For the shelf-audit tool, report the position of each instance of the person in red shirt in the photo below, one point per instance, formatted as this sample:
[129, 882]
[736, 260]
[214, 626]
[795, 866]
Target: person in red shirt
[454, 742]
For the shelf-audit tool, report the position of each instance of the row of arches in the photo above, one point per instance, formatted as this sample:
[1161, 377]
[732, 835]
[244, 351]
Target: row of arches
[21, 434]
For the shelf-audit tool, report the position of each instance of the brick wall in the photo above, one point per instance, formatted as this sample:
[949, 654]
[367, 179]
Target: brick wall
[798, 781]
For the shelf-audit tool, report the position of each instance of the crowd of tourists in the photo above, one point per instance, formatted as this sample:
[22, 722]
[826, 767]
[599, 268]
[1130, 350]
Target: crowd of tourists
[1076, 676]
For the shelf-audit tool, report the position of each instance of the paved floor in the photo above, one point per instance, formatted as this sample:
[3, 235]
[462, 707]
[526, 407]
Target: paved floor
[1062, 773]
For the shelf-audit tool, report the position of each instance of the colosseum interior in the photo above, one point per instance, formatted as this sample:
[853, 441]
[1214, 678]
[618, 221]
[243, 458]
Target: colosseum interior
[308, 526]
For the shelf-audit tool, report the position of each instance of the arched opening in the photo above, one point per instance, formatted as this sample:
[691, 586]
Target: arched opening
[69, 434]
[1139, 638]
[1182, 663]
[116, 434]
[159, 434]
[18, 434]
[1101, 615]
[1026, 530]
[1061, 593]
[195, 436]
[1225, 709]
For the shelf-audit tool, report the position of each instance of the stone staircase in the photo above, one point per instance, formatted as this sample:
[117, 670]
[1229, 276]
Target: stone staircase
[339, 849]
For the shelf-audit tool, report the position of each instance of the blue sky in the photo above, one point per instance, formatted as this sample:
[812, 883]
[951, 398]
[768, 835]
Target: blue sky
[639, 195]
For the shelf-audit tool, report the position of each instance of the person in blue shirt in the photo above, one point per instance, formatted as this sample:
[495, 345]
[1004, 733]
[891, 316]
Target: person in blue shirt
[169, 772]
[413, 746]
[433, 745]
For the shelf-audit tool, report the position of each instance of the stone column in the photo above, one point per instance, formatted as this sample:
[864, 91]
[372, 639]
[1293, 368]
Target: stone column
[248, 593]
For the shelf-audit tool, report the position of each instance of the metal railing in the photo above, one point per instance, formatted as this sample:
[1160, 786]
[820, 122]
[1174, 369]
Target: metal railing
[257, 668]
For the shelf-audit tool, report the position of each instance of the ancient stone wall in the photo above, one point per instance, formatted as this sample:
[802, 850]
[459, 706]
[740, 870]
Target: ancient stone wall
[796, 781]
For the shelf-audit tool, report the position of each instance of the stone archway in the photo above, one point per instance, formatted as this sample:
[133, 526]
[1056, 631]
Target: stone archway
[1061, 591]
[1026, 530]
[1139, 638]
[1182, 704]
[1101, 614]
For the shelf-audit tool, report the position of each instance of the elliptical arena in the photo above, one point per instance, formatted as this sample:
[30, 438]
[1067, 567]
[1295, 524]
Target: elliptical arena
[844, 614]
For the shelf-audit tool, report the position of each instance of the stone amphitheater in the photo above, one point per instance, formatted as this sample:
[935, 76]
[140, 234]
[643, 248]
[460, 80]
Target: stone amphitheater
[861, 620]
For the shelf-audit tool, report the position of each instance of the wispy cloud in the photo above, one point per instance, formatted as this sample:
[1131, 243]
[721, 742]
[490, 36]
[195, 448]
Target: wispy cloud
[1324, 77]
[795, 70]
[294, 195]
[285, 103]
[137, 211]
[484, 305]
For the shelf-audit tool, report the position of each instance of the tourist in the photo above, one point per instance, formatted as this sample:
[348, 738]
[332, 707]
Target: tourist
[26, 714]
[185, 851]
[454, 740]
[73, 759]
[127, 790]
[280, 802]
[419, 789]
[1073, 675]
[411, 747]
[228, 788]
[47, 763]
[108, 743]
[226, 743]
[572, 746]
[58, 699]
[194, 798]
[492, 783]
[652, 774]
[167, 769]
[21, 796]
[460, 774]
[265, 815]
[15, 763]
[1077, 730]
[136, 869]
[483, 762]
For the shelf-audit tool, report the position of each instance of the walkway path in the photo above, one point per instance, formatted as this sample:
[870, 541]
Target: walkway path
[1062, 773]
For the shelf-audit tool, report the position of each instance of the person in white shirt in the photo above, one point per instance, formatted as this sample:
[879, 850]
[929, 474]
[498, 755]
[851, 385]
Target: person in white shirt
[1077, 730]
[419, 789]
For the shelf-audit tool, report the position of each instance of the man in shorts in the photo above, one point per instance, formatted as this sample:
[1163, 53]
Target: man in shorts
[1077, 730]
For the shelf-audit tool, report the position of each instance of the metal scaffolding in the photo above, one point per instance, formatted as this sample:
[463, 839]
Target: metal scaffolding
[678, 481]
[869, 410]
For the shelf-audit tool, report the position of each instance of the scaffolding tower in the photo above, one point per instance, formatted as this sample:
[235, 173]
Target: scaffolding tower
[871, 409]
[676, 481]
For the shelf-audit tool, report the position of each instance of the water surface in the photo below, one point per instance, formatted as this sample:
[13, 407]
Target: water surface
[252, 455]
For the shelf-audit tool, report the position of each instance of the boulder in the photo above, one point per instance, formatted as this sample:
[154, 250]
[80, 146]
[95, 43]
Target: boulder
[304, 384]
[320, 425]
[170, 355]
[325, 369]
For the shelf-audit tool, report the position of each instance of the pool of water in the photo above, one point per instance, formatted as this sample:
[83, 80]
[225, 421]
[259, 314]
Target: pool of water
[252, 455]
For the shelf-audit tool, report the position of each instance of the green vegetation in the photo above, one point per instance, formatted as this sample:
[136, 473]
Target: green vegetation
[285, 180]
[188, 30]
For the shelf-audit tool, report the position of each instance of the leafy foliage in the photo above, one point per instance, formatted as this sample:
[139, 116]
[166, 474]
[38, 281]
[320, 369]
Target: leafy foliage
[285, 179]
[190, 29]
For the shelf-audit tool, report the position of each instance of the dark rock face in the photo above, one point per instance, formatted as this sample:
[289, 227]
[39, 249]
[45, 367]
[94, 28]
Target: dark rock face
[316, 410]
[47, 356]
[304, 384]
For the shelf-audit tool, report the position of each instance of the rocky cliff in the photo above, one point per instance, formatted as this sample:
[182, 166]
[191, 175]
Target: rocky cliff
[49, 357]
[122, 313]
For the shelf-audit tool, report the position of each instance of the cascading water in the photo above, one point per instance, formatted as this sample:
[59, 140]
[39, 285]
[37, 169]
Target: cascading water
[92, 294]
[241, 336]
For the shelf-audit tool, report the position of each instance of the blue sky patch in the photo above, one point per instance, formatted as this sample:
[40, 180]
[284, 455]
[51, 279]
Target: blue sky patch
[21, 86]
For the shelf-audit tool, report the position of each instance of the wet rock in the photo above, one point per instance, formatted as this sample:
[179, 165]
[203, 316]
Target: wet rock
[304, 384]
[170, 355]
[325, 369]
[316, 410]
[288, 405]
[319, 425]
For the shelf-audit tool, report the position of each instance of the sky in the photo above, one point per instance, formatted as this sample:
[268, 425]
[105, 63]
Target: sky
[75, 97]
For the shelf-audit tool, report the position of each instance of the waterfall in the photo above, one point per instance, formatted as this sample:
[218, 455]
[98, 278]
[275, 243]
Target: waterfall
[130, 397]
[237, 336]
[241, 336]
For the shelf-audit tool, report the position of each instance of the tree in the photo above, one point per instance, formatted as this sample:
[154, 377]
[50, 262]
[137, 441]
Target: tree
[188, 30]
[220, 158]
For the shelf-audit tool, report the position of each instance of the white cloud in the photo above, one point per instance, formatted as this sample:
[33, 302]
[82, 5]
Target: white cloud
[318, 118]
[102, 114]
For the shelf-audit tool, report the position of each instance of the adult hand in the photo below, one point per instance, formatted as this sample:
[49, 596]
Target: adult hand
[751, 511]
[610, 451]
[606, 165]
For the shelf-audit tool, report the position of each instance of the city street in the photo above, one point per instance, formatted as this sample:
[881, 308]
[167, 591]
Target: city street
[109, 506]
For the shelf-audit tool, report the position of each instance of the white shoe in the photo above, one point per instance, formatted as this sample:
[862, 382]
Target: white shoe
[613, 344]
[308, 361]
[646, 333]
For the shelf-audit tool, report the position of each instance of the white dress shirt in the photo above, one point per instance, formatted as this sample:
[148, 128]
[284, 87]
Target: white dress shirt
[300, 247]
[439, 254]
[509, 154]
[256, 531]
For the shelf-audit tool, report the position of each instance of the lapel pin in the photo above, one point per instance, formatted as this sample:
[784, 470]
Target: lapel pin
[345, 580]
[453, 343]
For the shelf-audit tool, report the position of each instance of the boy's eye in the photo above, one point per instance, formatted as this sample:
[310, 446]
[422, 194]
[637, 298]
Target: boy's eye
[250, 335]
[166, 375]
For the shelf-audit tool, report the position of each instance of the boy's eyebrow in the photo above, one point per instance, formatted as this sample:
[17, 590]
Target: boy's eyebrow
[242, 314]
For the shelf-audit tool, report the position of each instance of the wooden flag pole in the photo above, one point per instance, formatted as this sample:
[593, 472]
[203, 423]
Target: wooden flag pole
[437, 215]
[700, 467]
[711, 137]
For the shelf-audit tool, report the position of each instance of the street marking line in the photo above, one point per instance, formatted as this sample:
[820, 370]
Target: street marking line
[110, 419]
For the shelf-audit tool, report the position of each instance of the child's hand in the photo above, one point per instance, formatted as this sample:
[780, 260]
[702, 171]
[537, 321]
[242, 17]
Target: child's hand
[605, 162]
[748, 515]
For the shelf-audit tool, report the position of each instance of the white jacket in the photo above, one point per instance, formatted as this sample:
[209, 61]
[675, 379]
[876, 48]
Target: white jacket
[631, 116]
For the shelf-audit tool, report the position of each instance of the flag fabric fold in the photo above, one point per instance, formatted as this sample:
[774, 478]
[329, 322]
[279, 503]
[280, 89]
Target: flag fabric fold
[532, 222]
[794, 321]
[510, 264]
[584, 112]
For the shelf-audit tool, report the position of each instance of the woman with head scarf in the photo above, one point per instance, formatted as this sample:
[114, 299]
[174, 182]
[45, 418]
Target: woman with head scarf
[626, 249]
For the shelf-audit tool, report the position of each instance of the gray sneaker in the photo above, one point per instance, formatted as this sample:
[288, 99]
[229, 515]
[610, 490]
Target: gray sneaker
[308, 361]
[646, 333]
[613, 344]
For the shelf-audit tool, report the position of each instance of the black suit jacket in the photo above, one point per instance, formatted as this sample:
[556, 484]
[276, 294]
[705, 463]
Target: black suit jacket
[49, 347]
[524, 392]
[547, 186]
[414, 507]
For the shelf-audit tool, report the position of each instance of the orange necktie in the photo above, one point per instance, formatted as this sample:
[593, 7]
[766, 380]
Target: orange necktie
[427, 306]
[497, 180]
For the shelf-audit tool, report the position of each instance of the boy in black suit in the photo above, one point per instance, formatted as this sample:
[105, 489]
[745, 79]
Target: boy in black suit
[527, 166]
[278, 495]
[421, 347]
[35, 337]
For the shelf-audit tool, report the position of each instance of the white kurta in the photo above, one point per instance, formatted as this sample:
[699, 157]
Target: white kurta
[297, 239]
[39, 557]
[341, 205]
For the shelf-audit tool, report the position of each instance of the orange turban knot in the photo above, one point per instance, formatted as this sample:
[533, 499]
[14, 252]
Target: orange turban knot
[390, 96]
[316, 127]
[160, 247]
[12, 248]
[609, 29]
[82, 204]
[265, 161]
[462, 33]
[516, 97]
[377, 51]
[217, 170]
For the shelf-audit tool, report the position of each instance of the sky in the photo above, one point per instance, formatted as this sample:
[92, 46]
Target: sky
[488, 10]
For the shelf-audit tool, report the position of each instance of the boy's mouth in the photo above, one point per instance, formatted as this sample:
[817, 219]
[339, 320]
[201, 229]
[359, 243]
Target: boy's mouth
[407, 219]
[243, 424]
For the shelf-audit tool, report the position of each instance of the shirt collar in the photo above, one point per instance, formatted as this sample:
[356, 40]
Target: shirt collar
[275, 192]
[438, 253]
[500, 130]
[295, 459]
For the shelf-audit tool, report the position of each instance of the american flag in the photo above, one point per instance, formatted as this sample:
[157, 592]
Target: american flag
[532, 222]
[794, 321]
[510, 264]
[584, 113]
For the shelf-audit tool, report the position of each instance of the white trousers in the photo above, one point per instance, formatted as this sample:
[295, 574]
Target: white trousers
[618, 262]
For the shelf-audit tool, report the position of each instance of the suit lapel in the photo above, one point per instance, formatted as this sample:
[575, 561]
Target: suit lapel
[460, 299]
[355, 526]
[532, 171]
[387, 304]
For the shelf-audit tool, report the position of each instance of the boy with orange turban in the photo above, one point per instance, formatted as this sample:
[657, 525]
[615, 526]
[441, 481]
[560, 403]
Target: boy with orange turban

▸ What you need to do:
Return, word for word, the lines from the one containing "Target: white kurta" through the end of the data above, both ends included, and nothing else.

▸ Answer area:
Target: white kurta
[297, 239]
[39, 557]
[341, 205]
For the shelf-audit tool, report the position of each instance of the orange turban knot in the photo above, one point per instance, formatted as this sample:
[533, 499]
[14, 252]
Target: orange turban knot
[390, 96]
[316, 127]
[160, 247]
[12, 248]
[609, 29]
[82, 204]
[265, 161]
[462, 33]
[516, 97]
[377, 51]
[217, 170]
For the shelf-audit tool, report the position of each instance of the sky in the photo above, one point per instance, formatted as this sample:
[92, 46]
Target: sky
[488, 10]
For the shelf-audit tool, report the position of each instance of the boy's mouth in the photo above, one point per instance, formatted as this sample:
[817, 219]
[339, 320]
[201, 229]
[359, 243]
Target: boy's mouth
[407, 219]
[243, 424]
For the shelf-audit tool, report the position of each instance of the shirt collar in the photo above, one point per instance, formatted as this sample:
[356, 40]
Target: shirt collar
[275, 192]
[438, 253]
[500, 130]
[295, 459]
For the shelf-audit tool, report the position of each instance of the american flag in the photo above, one point per instance, formatted as this sample:
[157, 592]
Target: american flag
[532, 222]
[794, 321]
[510, 264]
[584, 113]
For the shelf-audit tool, report the position of each instance of the white trousers in the photo above, one point per instance, formatted as this sample:
[295, 574]
Target: white trousers
[618, 262]
For the shelf-audit tool, report the position of each instance of the suit lapel in the photo above, one point per instance, formatted as this sample:
[575, 561]
Target: suit lapel
[460, 299]
[355, 526]
[532, 171]
[387, 304]
For the shelf-audit tool, report the position of each instance of the boy with orange turban in the photo above, one point per instance, formatted as this sample:
[657, 525]
[615, 526]
[441, 481]
[560, 403]
Target: boy with orange turban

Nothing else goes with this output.